#### [INPUT MATERIAL]
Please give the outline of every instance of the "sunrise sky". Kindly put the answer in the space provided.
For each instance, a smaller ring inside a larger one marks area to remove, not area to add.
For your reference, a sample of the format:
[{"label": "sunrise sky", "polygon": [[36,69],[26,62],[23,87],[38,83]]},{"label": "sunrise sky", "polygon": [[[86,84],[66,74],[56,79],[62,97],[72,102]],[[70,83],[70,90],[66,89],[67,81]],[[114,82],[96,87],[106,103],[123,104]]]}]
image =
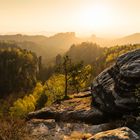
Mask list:
[{"label": "sunrise sky", "polygon": [[0,33],[14,32],[101,37],[140,32],[140,0],[0,0]]}]

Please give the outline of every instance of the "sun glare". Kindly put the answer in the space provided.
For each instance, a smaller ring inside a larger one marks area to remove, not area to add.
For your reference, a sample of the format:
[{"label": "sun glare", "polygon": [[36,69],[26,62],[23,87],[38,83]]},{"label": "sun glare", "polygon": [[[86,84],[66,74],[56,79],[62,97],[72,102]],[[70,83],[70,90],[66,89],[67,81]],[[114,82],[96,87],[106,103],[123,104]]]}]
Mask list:
[{"label": "sun glare", "polygon": [[111,13],[104,5],[87,6],[81,12],[81,25],[85,28],[104,28],[111,20]]}]

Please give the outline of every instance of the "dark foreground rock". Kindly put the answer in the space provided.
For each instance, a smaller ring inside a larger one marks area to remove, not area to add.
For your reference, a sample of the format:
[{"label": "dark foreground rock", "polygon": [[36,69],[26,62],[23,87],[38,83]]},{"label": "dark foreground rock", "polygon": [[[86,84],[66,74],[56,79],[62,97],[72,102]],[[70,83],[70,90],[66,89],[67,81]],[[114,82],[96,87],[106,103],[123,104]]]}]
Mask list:
[{"label": "dark foreground rock", "polygon": [[139,112],[140,49],[120,56],[92,84],[92,105],[108,114]]},{"label": "dark foreground rock", "polygon": [[106,117],[104,117],[102,112],[96,109],[57,111],[50,108],[44,108],[42,110],[29,113],[27,119],[54,119],[55,121],[99,124],[103,123],[105,118]]},{"label": "dark foreground rock", "polygon": [[79,96],[74,96],[72,99],[31,112],[28,114],[27,120],[54,119],[57,122],[86,122],[92,124],[104,123],[106,120],[105,118],[107,117],[105,117],[98,109],[90,108],[91,96],[89,97],[89,92],[81,93]]},{"label": "dark foreground rock", "polygon": [[100,132],[89,138],[88,140],[139,140],[139,136],[129,129],[122,127],[114,130]]}]

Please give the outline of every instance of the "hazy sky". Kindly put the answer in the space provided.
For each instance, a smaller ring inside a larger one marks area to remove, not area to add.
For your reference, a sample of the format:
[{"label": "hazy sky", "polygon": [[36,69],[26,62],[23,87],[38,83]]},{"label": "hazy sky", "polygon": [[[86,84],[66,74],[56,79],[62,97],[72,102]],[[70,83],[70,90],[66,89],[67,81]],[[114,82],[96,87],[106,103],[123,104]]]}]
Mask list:
[{"label": "hazy sky", "polygon": [[0,33],[140,32],[140,0],[0,0]]}]

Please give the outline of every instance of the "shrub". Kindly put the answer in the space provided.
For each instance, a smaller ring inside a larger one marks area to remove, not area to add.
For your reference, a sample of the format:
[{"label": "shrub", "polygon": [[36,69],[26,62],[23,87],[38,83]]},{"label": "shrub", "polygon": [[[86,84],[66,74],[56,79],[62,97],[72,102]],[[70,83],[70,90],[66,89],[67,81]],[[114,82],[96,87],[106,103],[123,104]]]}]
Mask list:
[{"label": "shrub", "polygon": [[29,112],[34,111],[36,109],[36,102],[40,98],[43,89],[44,86],[41,83],[37,83],[32,94],[15,101],[13,107],[10,107],[11,116],[25,118]]},{"label": "shrub", "polygon": [[64,75],[53,75],[46,83],[46,95],[48,101],[46,105],[51,105],[56,100],[64,98],[65,80]]},{"label": "shrub", "polygon": [[53,75],[44,85],[37,83],[33,92],[24,98],[19,98],[10,107],[14,117],[25,118],[29,112],[51,105],[64,96],[64,75]]}]

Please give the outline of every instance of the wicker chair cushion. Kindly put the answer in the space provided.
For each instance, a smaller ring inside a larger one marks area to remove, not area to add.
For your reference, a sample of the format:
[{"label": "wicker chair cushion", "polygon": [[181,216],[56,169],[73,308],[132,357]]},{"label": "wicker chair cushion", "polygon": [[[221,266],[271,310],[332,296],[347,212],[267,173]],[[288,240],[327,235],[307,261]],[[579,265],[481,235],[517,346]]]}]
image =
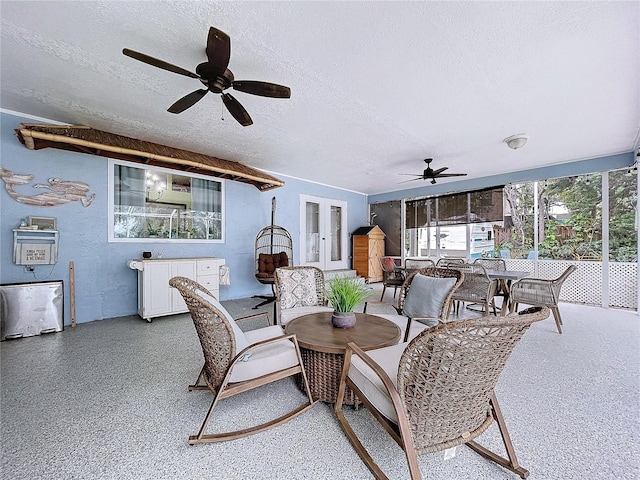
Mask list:
[{"label": "wicker chair cushion", "polygon": [[333,312],[333,308],[323,307],[320,305],[313,305],[309,307],[286,308],[286,309],[280,310],[280,324],[284,326],[294,318],[298,318],[303,315],[308,315],[310,313],[320,313],[320,312]]},{"label": "wicker chair cushion", "polygon": [[[235,341],[236,341],[236,351],[233,354],[237,355],[239,352],[247,348],[249,346],[249,340],[247,340],[245,333],[242,330],[240,330],[240,327],[238,326],[236,321],[233,319],[231,315],[229,315],[229,312],[227,312],[227,310],[222,306],[222,304],[211,295],[204,293],[202,290],[198,290],[198,295],[200,295],[204,300],[206,300],[211,305],[213,305],[218,310],[220,310],[220,312],[225,316],[225,318],[231,324],[231,328],[233,329],[233,336],[235,337]],[[246,361],[249,358],[249,356],[251,356],[250,353],[246,354],[244,360]]]},{"label": "wicker chair cushion", "polygon": [[[259,328],[246,332],[246,338],[250,344],[284,336],[280,325]],[[242,382],[252,378],[258,378],[268,373],[277,372],[298,364],[296,347],[293,342],[282,341],[257,347],[251,352],[251,357],[234,365],[230,382]]]},{"label": "wicker chair cushion", "polygon": [[428,277],[418,273],[411,282],[402,313],[411,318],[438,318],[444,301],[455,284],[455,278]]},{"label": "wicker chair cushion", "polygon": [[278,267],[288,267],[289,257],[286,252],[280,253],[261,253],[258,255],[258,278],[270,278],[273,277],[273,272]]},{"label": "wicker chair cushion", "polygon": [[396,269],[396,261],[391,257],[382,259],[382,268],[385,272],[393,272]]},{"label": "wicker chair cushion", "polygon": [[[377,348],[367,352],[367,355],[382,367],[396,389],[398,388],[398,365],[400,364],[400,357],[407,348],[407,345],[408,343],[399,343],[390,347]],[[384,388],[382,380],[380,380],[380,377],[357,355],[351,357],[349,378],[380,413],[392,422],[398,423],[398,416],[393,408],[391,397],[387,389]]]},{"label": "wicker chair cushion", "polygon": [[278,270],[280,282],[280,307],[310,307],[322,305],[316,291],[316,272],[314,269],[297,268]]}]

#### [WORK TASK]
Pictures are not part of the copy. Restate everything else in the listing word for word.

#### [SOLUTION]
Please give the outline of every instance of the "sunrise sky". Kindly put the answer in the space provided.
For each instance, a smaller ring inside a larger one marks area to remove, not area to add.
For your reference, a sample of the format:
[{"label": "sunrise sky", "polygon": [[36,69],[26,62],[23,87],[38,83]]},{"label": "sunrise sky", "polygon": [[[86,84],[66,74],[56,79],[62,97],[72,102]],[[70,83],[70,90],[66,89],[67,81]],[[114,82],[96,87],[106,103],[123,104]]]}]
image =
Mask list:
[{"label": "sunrise sky", "polygon": [[0,33],[14,32],[101,37],[140,32],[140,0],[0,0]]}]

Please give the outline of every instance of the "sun glare". Kindly put the answer in the space provided.
For each instance, a smaller ring inside a larger one marks area to remove, not area to add.
For your reference, a sample of the format:
[{"label": "sun glare", "polygon": [[36,69],[26,62],[23,87],[38,83]]},{"label": "sun glare", "polygon": [[[86,84],[66,74],[56,79],[62,97],[72,102]],[[70,83],[70,90],[66,89],[67,81]],[[114,82],[96,87],[106,103],[123,104]]]}]
Mask list:
[{"label": "sun glare", "polygon": [[111,13],[104,5],[87,6],[81,12],[81,25],[85,28],[104,28],[111,20]]}]

Please give the outline of every instance of the "dark foreground rock". Kindly put the answer in the space provided.
For each instance, a smaller ring inside a larger one marks area to remove, not area to add.
For your reference, a sample of the format:
[{"label": "dark foreground rock", "polygon": [[36,69],[26,62],[23,87],[38,83]]},{"label": "dark foreground rock", "polygon": [[[86,84],[66,74],[56,79],[62,97],[72,102]],[[70,83],[70,90],[66,89],[67,81]],[[114,82],[96,87],[106,103],[123,104]]]}]
Mask list:
[{"label": "dark foreground rock", "polygon": [[139,112],[140,49],[120,56],[92,84],[92,105],[108,114]]},{"label": "dark foreground rock", "polygon": [[106,117],[104,117],[102,112],[96,109],[57,111],[50,108],[44,108],[42,110],[29,113],[27,119],[54,119],[55,121],[99,124],[103,123],[105,118]]},{"label": "dark foreground rock", "polygon": [[79,96],[74,96],[72,99],[31,112],[28,114],[27,120],[54,119],[57,122],[86,122],[92,124],[104,123],[106,120],[105,118],[107,117],[105,117],[98,109],[90,108],[91,96],[89,97],[89,92],[81,93]]},{"label": "dark foreground rock", "polygon": [[100,132],[89,138],[88,140],[139,140],[139,136],[129,129],[122,127],[114,130]]}]

Please give the outline of every instance of the "hazy sky". Kindly put the answer in the space provided.
For each instance, a smaller ring inside a larger one marks area to remove, not area to add.
For your reference, a sample of the format:
[{"label": "hazy sky", "polygon": [[36,69],[26,62],[23,87],[38,83]]},{"label": "hazy sky", "polygon": [[[86,84],[66,74],[56,79],[62,97],[72,102]],[[70,83],[70,90],[66,89],[67,81]],[[114,82],[96,87],[106,103],[123,104]]]}]
Mask list:
[{"label": "hazy sky", "polygon": [[0,33],[140,32],[140,0],[0,0]]}]

Please give the outline of every instance of the "shrub". Kindly put the answer in the space provided.
For each instance, a smaller ring inside a larger one marks area to remove, not area to add.
For your reference, a sample of the format:
[{"label": "shrub", "polygon": [[36,69],[26,62],[23,87],[38,83]]},{"label": "shrub", "polygon": [[[86,84],[66,74],[56,79],[62,97],[72,102]],[[70,83],[70,90],[66,89],[67,81]],[[114,82],[96,87],[106,103],[123,104]]]}]
Mask list:
[{"label": "shrub", "polygon": [[29,112],[34,111],[36,109],[36,102],[40,98],[43,89],[44,86],[41,83],[37,83],[32,94],[15,101],[13,107],[10,107],[11,116],[25,118]]},{"label": "shrub", "polygon": [[64,75],[53,75],[46,83],[46,95],[48,101],[46,105],[51,105],[56,100],[64,98],[65,80]]},{"label": "shrub", "polygon": [[53,75],[44,85],[37,83],[33,92],[24,98],[19,98],[10,107],[14,117],[25,118],[29,112],[51,105],[64,96],[64,75]]}]

Please give the outline of every instance of the wicker chair cushion. Kindly put the answer in the space provided.
For each instance, a smaller ring inside a larger one marks area to remove, not area to add.
For your reference, a sample of the format:
[{"label": "wicker chair cushion", "polygon": [[181,216],[56,169],[73,308],[132,357]]},{"label": "wicker chair cushion", "polygon": [[[221,266],[271,310],[332,296],[347,212],[267,173]],[[288,240],[327,235],[307,261]],[[579,265],[481,235],[517,346]]]}]
image =
Mask list:
[{"label": "wicker chair cushion", "polygon": [[333,312],[333,308],[323,307],[320,305],[313,305],[309,307],[286,308],[286,309],[280,310],[280,324],[284,326],[294,318],[298,318],[303,315],[308,315],[310,313],[320,313],[320,312]]},{"label": "wicker chair cushion", "polygon": [[[235,341],[236,341],[236,351],[233,354],[237,355],[239,352],[247,348],[249,346],[249,340],[247,340],[245,333],[242,330],[240,330],[240,327],[238,326],[236,321],[233,319],[231,315],[229,315],[229,312],[227,312],[227,310],[222,306],[222,304],[211,295],[204,293],[202,290],[198,290],[198,295],[200,295],[204,300],[206,300],[211,305],[213,305],[218,310],[220,310],[220,312],[225,316],[225,318],[231,324],[231,328],[233,329],[233,336],[235,337]],[[246,361],[249,358],[249,356],[251,356],[250,353],[246,354],[244,360]]]},{"label": "wicker chair cushion", "polygon": [[[259,328],[246,332],[246,338],[250,344],[284,336],[280,325]],[[242,382],[252,378],[258,378],[268,373],[277,372],[298,364],[296,347],[293,342],[282,341],[257,347],[251,352],[251,357],[234,365],[230,382]]]},{"label": "wicker chair cushion", "polygon": [[428,277],[418,273],[411,282],[402,313],[411,318],[438,318],[444,301],[455,284],[455,278]]},{"label": "wicker chair cushion", "polygon": [[278,267],[288,267],[289,257],[286,252],[280,253],[261,253],[258,255],[258,278],[270,278],[273,277],[273,272]]},{"label": "wicker chair cushion", "polygon": [[396,269],[396,261],[391,257],[382,259],[382,268],[385,272],[393,272]]},{"label": "wicker chair cushion", "polygon": [[[377,348],[367,352],[367,355],[382,367],[396,389],[398,388],[398,365],[400,364],[400,357],[407,348],[407,345],[408,343],[399,343],[390,347]],[[384,388],[382,380],[380,380],[380,377],[357,355],[351,357],[349,378],[380,413],[392,422],[398,423],[398,416],[393,408],[391,397],[387,389]]]},{"label": "wicker chair cushion", "polygon": [[278,270],[280,282],[280,307],[310,307],[322,305],[316,291],[316,272],[314,269],[297,268]]}]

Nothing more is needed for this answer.